## APPLY WHAT YOU READ
1 > Print a passage from the Swift biography word for word. Begin at the words "In 1694, Swift" and stop after "from this project.".
2 > Answer these questions from the Swift biography:
(a) In what year did Swift receive his B.A. degree from Trinity College, Dublin?
(b) In what year was Swift ordained as a priest in the Church of Ireland?
(c) To which party did Swift change his allegiance in 1710?

Biography
The satirist Jonathan Swift was born on November 30, 1667, in Dublin, Ireland, the second child and only son of English immigrants, Jonathan Swift (a lawyer) and Abigail. He was born just seven months after his father's death. Little is known about Swift's early years, but it is believed that his mother returned to England when he was very young, leaving him to be raised by his father's family. His uncle took responsibility for the boy and sent him to Kilkenny Grammar School. At the age of fourteen he enrolled in Trinity College, Dublin, from which he received his B.A. degree in 1686. Swift was studying for his master's degree when political unrest prompted him to leave Ireland for England in 1688. He obtained the position of secretary to the English politician and member of the Whig party Sir William Temple, at his country house, Moor Park in Hertfordshire. At Moor Park, he formed the closest relationship of his life with Esther Johnson, the fatherless eight-year-old daughter of one of the household servants. Swift became her tutor and mentor, and the two remained friends for the rest of her life. Swift nicknamed her "Stella" and his letters to her were posthumously published as the Journal to Stella. Legends circulated that the two were secretly married in 1716, but there is no proof of this.
In 1694, Swift was ordained as a priest in the Church of Ireland and worked as a country parson in Northern Ireland. In 1696 he returned to Moor Park, where he remained until Temple's death in 1699. He took up a post in Ireland as chaplain to the Earl of Berkeley. In 1709 he went to London to campaign for the Irish church, but was unsuccessful. Here he became friends with the English satirist and poet Alexander Pope and other writers, and they formed a literary club, the Martinus Scriblerus Club, to satirize the abuses of modern learning. Book III of Gulliver's Travels was later to result from this project.
Though Swift had written pamphlets in support of the Whig party, he fell into conflict with the party and changed his allegiance to the Tory party in 1710. Swift began to publish satires on political and religious corruption, including A Tale of a Tub (1710). All of Swift's writings were published either anonymously or under pseudonyms, including Lemuel Gulliver, Isaac Bickerstaff, and M.B. Drapier.

## AVAILABLE DATA
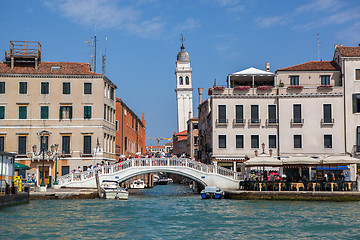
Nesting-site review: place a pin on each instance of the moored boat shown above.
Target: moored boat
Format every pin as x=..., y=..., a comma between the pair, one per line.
x=114, y=191
x=210, y=192
x=138, y=184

## OUTPUTS FOR THE TASKS
1 >
In 1694, Swift was ordained as a priest in the Church of Ireland and worked as a country parson in Northern Ireland. In 1696 he returned to Moor Park, where he remained until Temple's death in 1699. He took up a post in Ireland as chaplain to the Earl of Berkeley. In 1709 he went to London to campaign for the Irish church, but was unsuccessful. Here he became friends with the English satirist and poet Alexander Pope and other writers, and they formed a literary club, the Martinus Scriblerus Club, to satirize the abuses of modern learning. Book III of Gulliver's Travels was later to result from this project.

2 >
(a) 1686
(b) 1694
(c) The Tory party